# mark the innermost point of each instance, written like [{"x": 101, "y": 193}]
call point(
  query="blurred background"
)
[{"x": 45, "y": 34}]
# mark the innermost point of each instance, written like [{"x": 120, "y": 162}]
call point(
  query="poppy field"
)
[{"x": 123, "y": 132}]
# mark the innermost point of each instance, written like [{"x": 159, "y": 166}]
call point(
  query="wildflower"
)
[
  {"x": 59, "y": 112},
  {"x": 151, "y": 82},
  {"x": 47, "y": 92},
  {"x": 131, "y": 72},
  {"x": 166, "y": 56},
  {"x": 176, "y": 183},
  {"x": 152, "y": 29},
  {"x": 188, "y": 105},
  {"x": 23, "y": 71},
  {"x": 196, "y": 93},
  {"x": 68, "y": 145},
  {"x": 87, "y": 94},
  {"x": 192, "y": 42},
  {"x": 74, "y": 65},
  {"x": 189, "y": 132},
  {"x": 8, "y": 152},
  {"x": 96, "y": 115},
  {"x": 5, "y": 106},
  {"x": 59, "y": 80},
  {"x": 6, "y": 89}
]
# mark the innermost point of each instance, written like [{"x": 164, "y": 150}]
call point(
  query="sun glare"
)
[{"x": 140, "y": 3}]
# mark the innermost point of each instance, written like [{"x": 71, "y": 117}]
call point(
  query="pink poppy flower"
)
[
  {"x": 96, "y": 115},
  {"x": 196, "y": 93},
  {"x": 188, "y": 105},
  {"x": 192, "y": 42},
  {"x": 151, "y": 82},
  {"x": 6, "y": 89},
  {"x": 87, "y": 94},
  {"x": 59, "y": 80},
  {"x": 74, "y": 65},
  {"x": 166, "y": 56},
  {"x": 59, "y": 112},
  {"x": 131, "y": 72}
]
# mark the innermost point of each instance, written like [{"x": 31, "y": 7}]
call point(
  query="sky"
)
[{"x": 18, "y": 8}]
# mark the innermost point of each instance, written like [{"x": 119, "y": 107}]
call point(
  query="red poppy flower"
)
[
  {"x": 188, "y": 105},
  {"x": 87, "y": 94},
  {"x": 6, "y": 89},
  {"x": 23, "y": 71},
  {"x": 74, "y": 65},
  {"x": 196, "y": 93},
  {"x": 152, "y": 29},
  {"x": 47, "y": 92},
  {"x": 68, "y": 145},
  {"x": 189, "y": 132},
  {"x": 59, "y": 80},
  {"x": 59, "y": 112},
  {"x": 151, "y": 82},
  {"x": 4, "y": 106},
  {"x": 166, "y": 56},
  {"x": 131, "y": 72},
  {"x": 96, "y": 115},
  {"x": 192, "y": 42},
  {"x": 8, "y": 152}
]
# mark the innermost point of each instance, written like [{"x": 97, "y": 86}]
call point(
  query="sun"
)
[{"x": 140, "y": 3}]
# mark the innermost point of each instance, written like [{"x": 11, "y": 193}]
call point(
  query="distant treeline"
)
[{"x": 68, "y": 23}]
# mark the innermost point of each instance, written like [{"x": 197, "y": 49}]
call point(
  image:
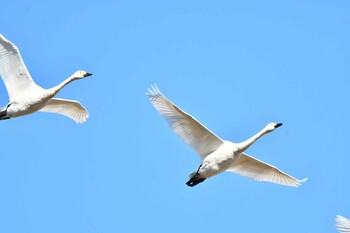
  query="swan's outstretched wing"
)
[
  {"x": 342, "y": 224},
  {"x": 70, "y": 108},
  {"x": 187, "y": 127},
  {"x": 12, "y": 68},
  {"x": 260, "y": 171}
]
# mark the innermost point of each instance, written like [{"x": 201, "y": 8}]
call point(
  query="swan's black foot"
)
[
  {"x": 194, "y": 180},
  {"x": 3, "y": 115}
]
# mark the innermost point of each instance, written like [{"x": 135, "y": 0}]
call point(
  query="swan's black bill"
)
[
  {"x": 278, "y": 125},
  {"x": 194, "y": 180}
]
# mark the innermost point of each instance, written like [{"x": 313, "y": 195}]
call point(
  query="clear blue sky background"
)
[{"x": 234, "y": 65}]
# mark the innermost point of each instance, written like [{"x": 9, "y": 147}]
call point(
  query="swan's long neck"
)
[
  {"x": 57, "y": 88},
  {"x": 247, "y": 143}
]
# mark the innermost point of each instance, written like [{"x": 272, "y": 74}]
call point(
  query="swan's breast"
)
[{"x": 219, "y": 160}]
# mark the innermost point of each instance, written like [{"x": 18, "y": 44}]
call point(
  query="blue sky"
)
[{"x": 234, "y": 65}]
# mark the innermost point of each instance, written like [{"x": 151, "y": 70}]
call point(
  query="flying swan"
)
[
  {"x": 26, "y": 96},
  {"x": 218, "y": 155},
  {"x": 342, "y": 224}
]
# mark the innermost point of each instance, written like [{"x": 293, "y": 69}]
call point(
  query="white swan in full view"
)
[
  {"x": 218, "y": 155},
  {"x": 342, "y": 224},
  {"x": 26, "y": 96}
]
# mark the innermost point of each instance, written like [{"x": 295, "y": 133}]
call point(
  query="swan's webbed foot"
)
[
  {"x": 3, "y": 114},
  {"x": 194, "y": 181}
]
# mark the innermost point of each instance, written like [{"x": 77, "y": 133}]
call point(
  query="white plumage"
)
[
  {"x": 26, "y": 96},
  {"x": 342, "y": 224},
  {"x": 218, "y": 155}
]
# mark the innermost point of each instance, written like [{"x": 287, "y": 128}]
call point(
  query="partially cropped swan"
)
[
  {"x": 217, "y": 155},
  {"x": 26, "y": 96},
  {"x": 342, "y": 224}
]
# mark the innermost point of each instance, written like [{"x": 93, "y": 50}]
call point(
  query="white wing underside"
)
[
  {"x": 260, "y": 171},
  {"x": 70, "y": 108},
  {"x": 12, "y": 69},
  {"x": 342, "y": 224},
  {"x": 201, "y": 139}
]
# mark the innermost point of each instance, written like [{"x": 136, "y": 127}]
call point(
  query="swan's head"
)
[
  {"x": 81, "y": 74},
  {"x": 272, "y": 126}
]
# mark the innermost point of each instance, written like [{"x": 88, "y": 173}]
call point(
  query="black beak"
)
[{"x": 278, "y": 125}]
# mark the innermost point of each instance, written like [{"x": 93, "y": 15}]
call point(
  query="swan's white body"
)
[
  {"x": 26, "y": 96},
  {"x": 217, "y": 155},
  {"x": 342, "y": 224}
]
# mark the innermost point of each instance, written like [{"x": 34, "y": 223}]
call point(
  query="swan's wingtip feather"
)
[{"x": 153, "y": 92}]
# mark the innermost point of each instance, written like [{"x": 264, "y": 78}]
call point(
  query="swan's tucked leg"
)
[
  {"x": 194, "y": 178},
  {"x": 3, "y": 113}
]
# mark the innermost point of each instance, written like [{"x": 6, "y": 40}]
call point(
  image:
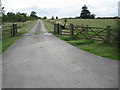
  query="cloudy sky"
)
[{"x": 62, "y": 8}]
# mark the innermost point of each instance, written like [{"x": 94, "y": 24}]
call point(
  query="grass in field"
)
[
  {"x": 49, "y": 26},
  {"x": 92, "y": 22},
  {"x": 26, "y": 27},
  {"x": 90, "y": 45}
]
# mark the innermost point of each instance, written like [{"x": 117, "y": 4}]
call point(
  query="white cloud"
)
[{"x": 62, "y": 8}]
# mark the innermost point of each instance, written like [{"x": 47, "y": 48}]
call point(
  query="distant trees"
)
[
  {"x": 56, "y": 17},
  {"x": 85, "y": 13},
  {"x": 18, "y": 17},
  {"x": 33, "y": 15},
  {"x": 52, "y": 18},
  {"x": 44, "y": 17}
]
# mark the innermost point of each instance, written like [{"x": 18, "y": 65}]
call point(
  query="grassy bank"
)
[{"x": 23, "y": 28}]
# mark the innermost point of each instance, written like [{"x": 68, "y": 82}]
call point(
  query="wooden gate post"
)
[
  {"x": 55, "y": 29},
  {"x": 71, "y": 29},
  {"x": 13, "y": 29},
  {"x": 59, "y": 29},
  {"x": 108, "y": 28}
]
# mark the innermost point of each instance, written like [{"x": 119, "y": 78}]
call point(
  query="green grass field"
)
[{"x": 97, "y": 48}]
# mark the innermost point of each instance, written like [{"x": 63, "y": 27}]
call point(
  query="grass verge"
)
[
  {"x": 5, "y": 43},
  {"x": 49, "y": 26}
]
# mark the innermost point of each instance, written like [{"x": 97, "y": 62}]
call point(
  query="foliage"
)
[
  {"x": 17, "y": 17},
  {"x": 44, "y": 17},
  {"x": 52, "y": 18},
  {"x": 86, "y": 13},
  {"x": 101, "y": 49}
]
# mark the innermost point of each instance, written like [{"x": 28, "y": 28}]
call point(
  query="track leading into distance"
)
[{"x": 44, "y": 61}]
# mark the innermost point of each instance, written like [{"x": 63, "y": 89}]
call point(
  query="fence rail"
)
[
  {"x": 89, "y": 32},
  {"x": 9, "y": 31}
]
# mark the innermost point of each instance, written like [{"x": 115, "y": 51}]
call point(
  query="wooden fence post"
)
[
  {"x": 59, "y": 29},
  {"x": 13, "y": 29},
  {"x": 108, "y": 28},
  {"x": 55, "y": 29},
  {"x": 71, "y": 29}
]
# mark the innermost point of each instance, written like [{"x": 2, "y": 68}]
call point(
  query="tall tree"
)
[
  {"x": 33, "y": 14},
  {"x": 85, "y": 13}
]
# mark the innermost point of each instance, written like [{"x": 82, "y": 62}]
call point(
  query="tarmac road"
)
[{"x": 44, "y": 61}]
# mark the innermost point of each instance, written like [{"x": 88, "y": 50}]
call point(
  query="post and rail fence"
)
[
  {"x": 9, "y": 31},
  {"x": 89, "y": 32}
]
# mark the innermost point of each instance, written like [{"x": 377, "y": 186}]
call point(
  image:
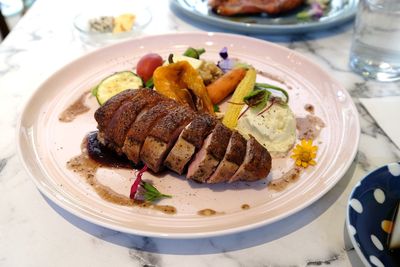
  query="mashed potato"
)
[{"x": 275, "y": 128}]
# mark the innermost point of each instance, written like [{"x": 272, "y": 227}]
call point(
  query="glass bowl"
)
[{"x": 114, "y": 9}]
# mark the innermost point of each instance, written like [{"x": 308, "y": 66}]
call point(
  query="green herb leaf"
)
[
  {"x": 273, "y": 87},
  {"x": 257, "y": 97},
  {"x": 151, "y": 193}
]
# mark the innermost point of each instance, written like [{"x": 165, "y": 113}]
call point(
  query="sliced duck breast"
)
[
  {"x": 190, "y": 140},
  {"x": 211, "y": 153},
  {"x": 140, "y": 129},
  {"x": 163, "y": 136},
  {"x": 234, "y": 156},
  {"x": 256, "y": 164},
  {"x": 105, "y": 113}
]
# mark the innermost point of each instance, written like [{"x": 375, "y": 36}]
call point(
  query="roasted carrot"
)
[{"x": 225, "y": 85}]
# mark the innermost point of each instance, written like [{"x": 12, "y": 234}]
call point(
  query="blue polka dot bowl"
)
[{"x": 370, "y": 213}]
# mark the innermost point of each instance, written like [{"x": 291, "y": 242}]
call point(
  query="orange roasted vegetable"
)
[{"x": 181, "y": 82}]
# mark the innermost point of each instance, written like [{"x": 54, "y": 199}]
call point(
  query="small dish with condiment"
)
[
  {"x": 371, "y": 216},
  {"x": 111, "y": 22}
]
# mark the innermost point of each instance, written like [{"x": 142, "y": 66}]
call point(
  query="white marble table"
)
[{"x": 36, "y": 232}]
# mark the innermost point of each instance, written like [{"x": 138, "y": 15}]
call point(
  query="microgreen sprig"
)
[{"x": 151, "y": 193}]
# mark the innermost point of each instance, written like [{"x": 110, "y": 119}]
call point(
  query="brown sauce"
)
[
  {"x": 287, "y": 178},
  {"x": 309, "y": 127},
  {"x": 86, "y": 167},
  {"x": 106, "y": 156},
  {"x": 207, "y": 212},
  {"x": 245, "y": 206},
  {"x": 75, "y": 109}
]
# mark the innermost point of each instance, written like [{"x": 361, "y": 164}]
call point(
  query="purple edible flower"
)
[
  {"x": 316, "y": 10},
  {"x": 224, "y": 53},
  {"x": 226, "y": 64}
]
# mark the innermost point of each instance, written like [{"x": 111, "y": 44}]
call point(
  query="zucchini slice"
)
[{"x": 116, "y": 83}]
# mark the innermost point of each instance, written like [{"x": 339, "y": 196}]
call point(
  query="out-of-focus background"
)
[{"x": 10, "y": 13}]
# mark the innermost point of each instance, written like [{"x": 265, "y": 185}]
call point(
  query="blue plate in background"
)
[
  {"x": 339, "y": 11},
  {"x": 370, "y": 211}
]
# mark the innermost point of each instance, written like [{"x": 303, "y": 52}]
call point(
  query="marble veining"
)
[{"x": 36, "y": 232}]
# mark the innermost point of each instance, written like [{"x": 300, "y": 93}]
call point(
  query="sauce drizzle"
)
[
  {"x": 75, "y": 109},
  {"x": 309, "y": 127},
  {"x": 87, "y": 168}
]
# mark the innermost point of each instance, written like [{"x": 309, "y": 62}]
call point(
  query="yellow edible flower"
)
[{"x": 305, "y": 153}]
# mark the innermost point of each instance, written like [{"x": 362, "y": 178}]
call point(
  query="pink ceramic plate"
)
[{"x": 46, "y": 144}]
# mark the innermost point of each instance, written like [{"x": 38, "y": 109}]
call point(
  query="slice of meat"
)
[
  {"x": 234, "y": 156},
  {"x": 200, "y": 127},
  {"x": 190, "y": 140},
  {"x": 126, "y": 114},
  {"x": 140, "y": 129},
  {"x": 236, "y": 7},
  {"x": 163, "y": 136},
  {"x": 211, "y": 153},
  {"x": 256, "y": 164}
]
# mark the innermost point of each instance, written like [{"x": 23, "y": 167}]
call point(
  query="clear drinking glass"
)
[{"x": 375, "y": 50}]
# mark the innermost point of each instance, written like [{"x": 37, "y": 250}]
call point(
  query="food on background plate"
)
[
  {"x": 110, "y": 24},
  {"x": 237, "y": 7}
]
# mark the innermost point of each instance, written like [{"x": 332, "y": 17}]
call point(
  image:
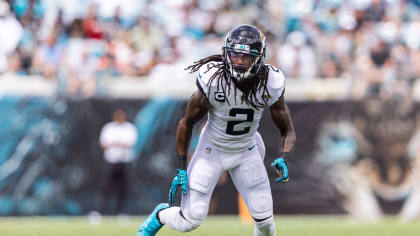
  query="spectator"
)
[
  {"x": 12, "y": 28},
  {"x": 117, "y": 139}
]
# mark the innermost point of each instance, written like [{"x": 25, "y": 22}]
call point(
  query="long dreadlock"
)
[{"x": 249, "y": 91}]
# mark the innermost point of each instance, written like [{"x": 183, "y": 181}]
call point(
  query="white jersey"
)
[{"x": 231, "y": 126}]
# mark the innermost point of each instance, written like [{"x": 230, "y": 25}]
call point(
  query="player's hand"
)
[
  {"x": 181, "y": 179},
  {"x": 280, "y": 165}
]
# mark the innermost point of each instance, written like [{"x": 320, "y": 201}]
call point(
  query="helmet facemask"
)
[{"x": 249, "y": 43}]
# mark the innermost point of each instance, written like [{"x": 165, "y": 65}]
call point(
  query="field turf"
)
[{"x": 214, "y": 226}]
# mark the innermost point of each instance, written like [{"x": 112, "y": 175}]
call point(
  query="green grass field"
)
[{"x": 214, "y": 226}]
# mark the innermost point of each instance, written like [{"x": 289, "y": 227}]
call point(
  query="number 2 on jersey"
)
[{"x": 230, "y": 124}]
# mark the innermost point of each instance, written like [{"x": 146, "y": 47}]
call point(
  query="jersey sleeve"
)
[{"x": 276, "y": 85}]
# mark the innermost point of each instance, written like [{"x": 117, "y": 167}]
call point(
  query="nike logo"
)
[{"x": 249, "y": 149}]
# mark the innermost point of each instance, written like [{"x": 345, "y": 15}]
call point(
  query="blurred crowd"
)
[{"x": 376, "y": 43}]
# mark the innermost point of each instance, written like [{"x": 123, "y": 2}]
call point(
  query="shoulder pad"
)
[
  {"x": 203, "y": 77},
  {"x": 205, "y": 72},
  {"x": 276, "y": 79}
]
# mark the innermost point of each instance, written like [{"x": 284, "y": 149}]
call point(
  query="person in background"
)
[{"x": 117, "y": 139}]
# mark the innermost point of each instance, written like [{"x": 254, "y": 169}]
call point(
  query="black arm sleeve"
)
[{"x": 199, "y": 87}]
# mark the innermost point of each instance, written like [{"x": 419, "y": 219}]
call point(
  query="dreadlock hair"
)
[{"x": 249, "y": 91}]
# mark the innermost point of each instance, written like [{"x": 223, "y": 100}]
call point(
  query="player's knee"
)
[
  {"x": 261, "y": 206},
  {"x": 198, "y": 213},
  {"x": 186, "y": 226},
  {"x": 267, "y": 227}
]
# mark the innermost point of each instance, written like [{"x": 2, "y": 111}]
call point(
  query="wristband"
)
[
  {"x": 285, "y": 156},
  {"x": 182, "y": 162}
]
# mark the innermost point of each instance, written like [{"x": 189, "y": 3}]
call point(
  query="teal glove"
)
[
  {"x": 281, "y": 168},
  {"x": 181, "y": 179}
]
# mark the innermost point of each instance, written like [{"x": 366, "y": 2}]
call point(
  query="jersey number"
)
[{"x": 230, "y": 125}]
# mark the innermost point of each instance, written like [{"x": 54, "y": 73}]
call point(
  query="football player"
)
[{"x": 233, "y": 89}]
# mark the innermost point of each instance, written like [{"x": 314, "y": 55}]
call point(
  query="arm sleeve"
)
[{"x": 276, "y": 86}]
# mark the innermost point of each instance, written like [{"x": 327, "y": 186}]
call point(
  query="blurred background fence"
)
[{"x": 352, "y": 70}]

+ + +

• Exercise objective:
Find every line in the material that contains the word "blue" and copy each one. Match case exactly.

• Task output:
  query="clear blue sky background"
  query="blue sky"
  query="blue polka dot bowl"
  query="blue plate in background"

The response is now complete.